==== TEXT TO READ
[gmx-developers] FW: repeatability of runs?

Berk Hess hess at kth.se
Mon Feb 16 19:36:28 CET 2015


On 02/16/2015 07:29 PM, Shirts, Michael R. (mrs5pt) wrote:
>> What version(s) are we talking about here? A released 5.0 or git master
>> code?
> 5.04.
>
>> The -reprod option tries to remove any source of divergence, such as
>> FFTW auto-tuning and dynamic load balancing. Any single bit change will
>> cause differences that diverge exponentially due to the chaotic nature
>> of MD. But you should not see any "strange" results, such as
>> pressures/virials that are higher than expected.
> -reprod still gives diverging results, as soon as the 10th step (first
> time energy is summed).  The differences at that point are very small -
> only appearing in the virials.  So I highly doubt there are any problems
> with the physics -- it's purely a mathematical result of a bit getting
> rounded one way or they other, and then chaos taking it's toll.
========
==== SUPPLIED ENTRIES
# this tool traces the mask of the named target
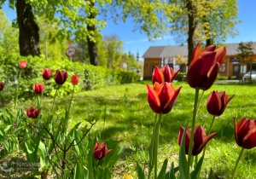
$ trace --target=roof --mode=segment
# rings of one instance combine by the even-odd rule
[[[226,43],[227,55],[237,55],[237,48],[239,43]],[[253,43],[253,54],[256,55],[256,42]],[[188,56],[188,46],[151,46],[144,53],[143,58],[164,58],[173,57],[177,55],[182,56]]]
========
==== SUPPLIED ENTRIES
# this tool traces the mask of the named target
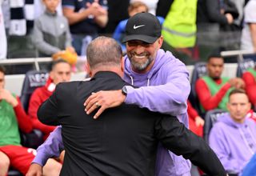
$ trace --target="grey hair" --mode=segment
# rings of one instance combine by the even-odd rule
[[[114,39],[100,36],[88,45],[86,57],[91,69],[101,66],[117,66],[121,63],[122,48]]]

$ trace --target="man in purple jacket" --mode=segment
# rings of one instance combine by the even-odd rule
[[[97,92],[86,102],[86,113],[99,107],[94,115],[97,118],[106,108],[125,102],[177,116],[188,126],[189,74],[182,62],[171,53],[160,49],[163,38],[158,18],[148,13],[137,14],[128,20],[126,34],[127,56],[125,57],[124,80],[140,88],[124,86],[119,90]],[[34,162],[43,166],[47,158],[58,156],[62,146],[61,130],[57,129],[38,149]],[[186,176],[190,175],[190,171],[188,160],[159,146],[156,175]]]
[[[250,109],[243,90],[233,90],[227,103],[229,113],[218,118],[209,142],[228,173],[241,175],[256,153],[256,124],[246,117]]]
========
◆ WRITTEN REQUEST A
In the forum post on repeatability of runs, rewrite the passage from "On 02/16/2015 07:29" to "higher than expected." so that "divergence" becomes "variation".
◆ WRITTEN REQUEST B
Render this sentence from the forum post on repeatability of runs in Spanish: "The differences at that point are very small - only appearing in the virials."
◆ WRITTEN REQUEST C
Extend the forum post on repeatability of runs past its last sentence.
None of the material is needed for this work.

◆ EXERCISE RESULT A
On 02/16/2015 07:29 PM, Shirts, Michael R. (mrs5pt) wrote:
>> What version(s) are we talking about here? A released 5.0 or git master
>> code?
> 5.04.
>
>> The -reprod option tries to remove any source of variation, such as
>> FFTW auto-tuning and dynamic load balancing. Any single bit change will
>> cause differences that diverge exponentially due to the chaotic nature
>> of MD. But you should not see any "strange" results, such as
>> pressures/virials that are higher than expected.

◆ EXERCISE RESULT B
Las diferencias en ese punto son muy pequeñas: solo aparecen en los viriales.

◆ EXERCISE RESULT C
>
> I'll file an issue at (low) priority so that other people can take a look.
> Not having the ability to reproduce (even on the same machine) does make
> it hard to debug things that only show up after multiple NS simulations.
Note that we don't guarantee that -reprod will give reproducable runs. 
But without a GPU (and excluding the possibility of non-deterministic 
MPI reductions), I don't see anything that could interfere with 
reproducibility. Note that restarting from checkpoint files should 
result in reproducible results. This can help with debugging, since you 
don't need to run all those ns, only from the last checkpoint and you 
can then reduce the checkpoint interval until it crashes in a few steps.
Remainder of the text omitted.